** start of Provided material **
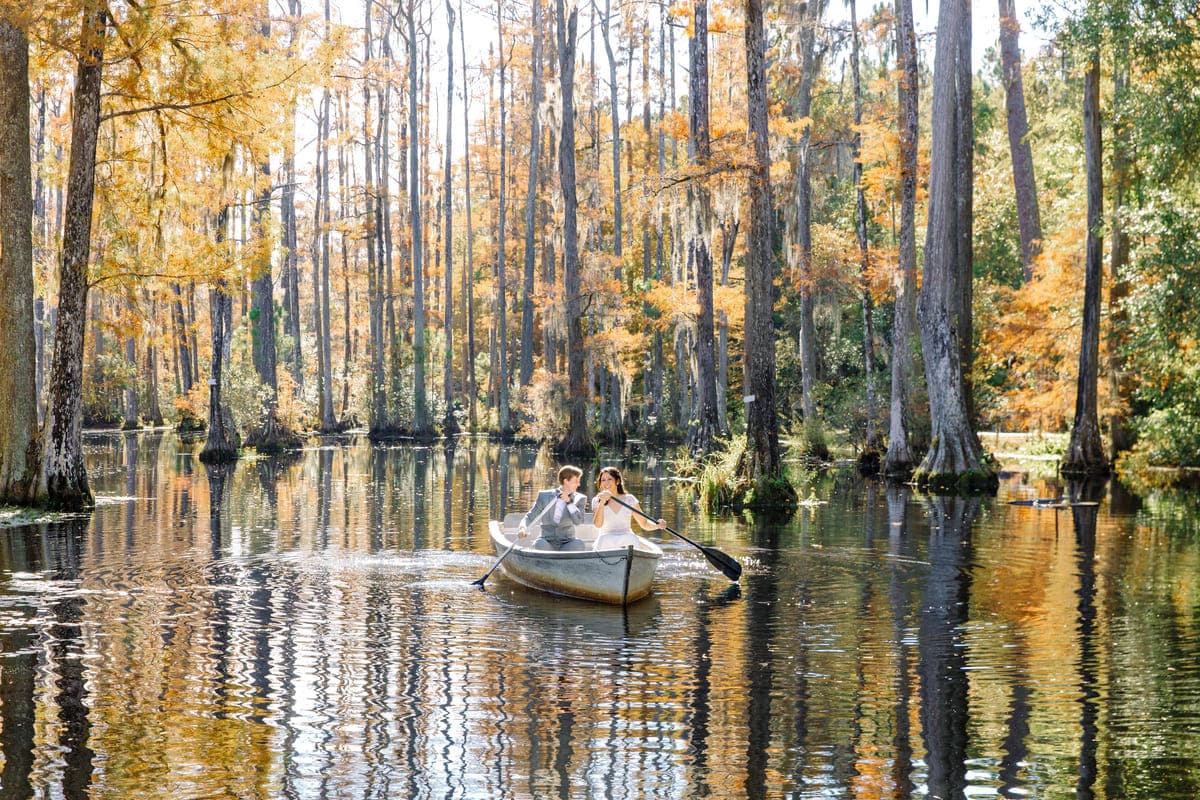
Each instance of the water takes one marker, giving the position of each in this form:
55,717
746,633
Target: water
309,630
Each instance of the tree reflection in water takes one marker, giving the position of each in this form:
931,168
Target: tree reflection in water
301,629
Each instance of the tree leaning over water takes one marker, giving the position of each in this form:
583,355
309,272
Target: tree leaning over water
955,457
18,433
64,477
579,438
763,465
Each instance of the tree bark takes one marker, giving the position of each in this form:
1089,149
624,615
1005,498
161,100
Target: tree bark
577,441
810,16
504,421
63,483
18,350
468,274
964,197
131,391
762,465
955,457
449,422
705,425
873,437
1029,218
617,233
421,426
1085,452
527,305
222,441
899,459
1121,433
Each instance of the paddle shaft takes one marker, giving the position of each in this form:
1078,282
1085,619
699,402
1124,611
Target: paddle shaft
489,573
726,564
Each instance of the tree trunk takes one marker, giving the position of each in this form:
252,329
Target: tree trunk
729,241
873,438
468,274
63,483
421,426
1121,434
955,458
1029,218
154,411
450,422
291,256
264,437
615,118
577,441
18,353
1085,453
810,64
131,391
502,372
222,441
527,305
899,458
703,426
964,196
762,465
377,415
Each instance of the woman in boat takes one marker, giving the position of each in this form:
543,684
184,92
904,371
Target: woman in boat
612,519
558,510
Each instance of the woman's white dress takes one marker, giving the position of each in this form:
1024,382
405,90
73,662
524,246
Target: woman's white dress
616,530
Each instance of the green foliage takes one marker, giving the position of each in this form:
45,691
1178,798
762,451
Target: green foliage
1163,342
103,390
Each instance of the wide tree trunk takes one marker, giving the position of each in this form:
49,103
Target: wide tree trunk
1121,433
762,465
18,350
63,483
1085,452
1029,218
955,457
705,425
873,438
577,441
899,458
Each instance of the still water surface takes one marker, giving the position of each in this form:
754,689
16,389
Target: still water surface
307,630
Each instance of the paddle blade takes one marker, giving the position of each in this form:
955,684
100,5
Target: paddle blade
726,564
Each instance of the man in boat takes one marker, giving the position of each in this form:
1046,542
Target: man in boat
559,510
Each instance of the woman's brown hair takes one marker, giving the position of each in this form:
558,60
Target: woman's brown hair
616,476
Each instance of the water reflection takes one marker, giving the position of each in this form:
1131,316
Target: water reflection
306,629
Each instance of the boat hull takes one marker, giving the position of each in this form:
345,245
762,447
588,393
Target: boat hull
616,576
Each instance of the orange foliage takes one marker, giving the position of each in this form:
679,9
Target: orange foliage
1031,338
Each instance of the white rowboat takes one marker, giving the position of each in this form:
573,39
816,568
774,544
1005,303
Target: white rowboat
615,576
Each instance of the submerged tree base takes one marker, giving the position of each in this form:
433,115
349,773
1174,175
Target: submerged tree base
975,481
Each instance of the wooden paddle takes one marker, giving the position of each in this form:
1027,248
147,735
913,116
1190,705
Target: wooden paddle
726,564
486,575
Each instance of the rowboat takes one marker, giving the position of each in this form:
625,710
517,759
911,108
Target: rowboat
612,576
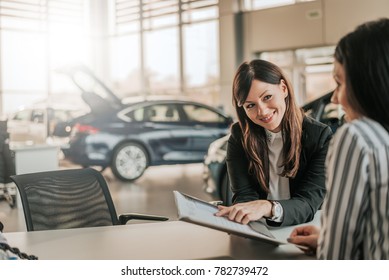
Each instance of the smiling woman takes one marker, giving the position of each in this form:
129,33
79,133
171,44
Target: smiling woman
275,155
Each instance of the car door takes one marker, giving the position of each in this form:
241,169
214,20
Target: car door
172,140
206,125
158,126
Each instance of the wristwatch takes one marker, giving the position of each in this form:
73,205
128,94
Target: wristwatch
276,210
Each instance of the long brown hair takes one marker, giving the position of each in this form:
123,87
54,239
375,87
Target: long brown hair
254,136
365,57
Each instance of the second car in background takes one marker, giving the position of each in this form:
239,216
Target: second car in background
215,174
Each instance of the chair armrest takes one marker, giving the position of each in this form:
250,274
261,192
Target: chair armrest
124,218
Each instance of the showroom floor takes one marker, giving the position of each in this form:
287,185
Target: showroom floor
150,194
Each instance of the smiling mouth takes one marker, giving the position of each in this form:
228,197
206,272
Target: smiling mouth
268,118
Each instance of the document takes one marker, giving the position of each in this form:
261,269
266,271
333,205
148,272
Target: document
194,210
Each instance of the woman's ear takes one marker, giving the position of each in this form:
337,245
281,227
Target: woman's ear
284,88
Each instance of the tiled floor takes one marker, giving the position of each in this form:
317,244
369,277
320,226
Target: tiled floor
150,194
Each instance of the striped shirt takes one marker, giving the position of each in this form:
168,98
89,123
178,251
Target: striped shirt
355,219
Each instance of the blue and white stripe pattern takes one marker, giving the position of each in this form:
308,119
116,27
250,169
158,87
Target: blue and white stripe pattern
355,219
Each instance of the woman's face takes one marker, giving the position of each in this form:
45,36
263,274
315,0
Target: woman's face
** end of Provided material **
## What to do
Reproduce the lines from the one containing "Each instance of the rowboat" through the end of the records, inclusive, requests included, and omit the pictures. Multiply each answer coordinate by 1.5 and round to a whole number, with halves rounded up, but leave the sample coordinates in the requests unchanged.

## Result for this exercise
Each instance of the rowboat takes one marker, giving the position of each in this form:
625,710
517,759
911,108
Target: rowboat
918,864
Each instance of the smiling woman takes one marker, giving the position of each in this form:
129,33
79,133
171,44
Target: smiling woman
413,233
Each instance of the car door takes one marker, giving the position of each in this form:
241,169
214,20
Target: car door
258,210
309,188
237,189
Each instance of the wristwatch takes one marker, giving the position of each in this form:
73,205
128,94
Target: wristwatch
414,315
Each instance of the long brown hair takes one marker, giving the position of each in this form:
123,87
54,239
375,87
Target: long brown hair
381,204
548,86
Each instance of the second car in background takes one marker, giving the position of each in this form:
239,216
Target: second car in background
323,261
Each instance of the chair armrest takes one marker, giving the position of each in this form:
250,274
261,192
Target: chair armrest
186,327
Each instance of the showroom floor takes one marker, giving the position of each in this form:
287,185
Target: showroom floor
225,291
Each instance of the smiling mouth takes one marker, giving the position of each in this form:
228,197
206,272
Target: smiling mouth
402,177
Each instance of the document takes one marker, giving the position of each in this form:
261,269
266,271
333,205
148,272
Target: document
291,315
Each instance of the woman's ear takes one marker, giving the position of each in this form:
337,245
281,227
Target: woman's ear
426,132
Each instance of the tiled floor takes one marker, giving the position of each in this form:
317,244
369,277
320,226
Target: tiled floor
225,291
Each instance of the striped shirt takes one marker, giving the position of each in this form:
168,98
89,123
178,251
Target: striped shirt
533,329
Each instance of the blue and white stripe pattern takes one marker, giving the position of each in this form:
308,119
116,27
250,169
158,87
Target: blue and white stripe pattern
533,329
Each instance of the woman's face takes one marker, giving the position of each in this form:
45,36
263,274
315,0
Target: woman's face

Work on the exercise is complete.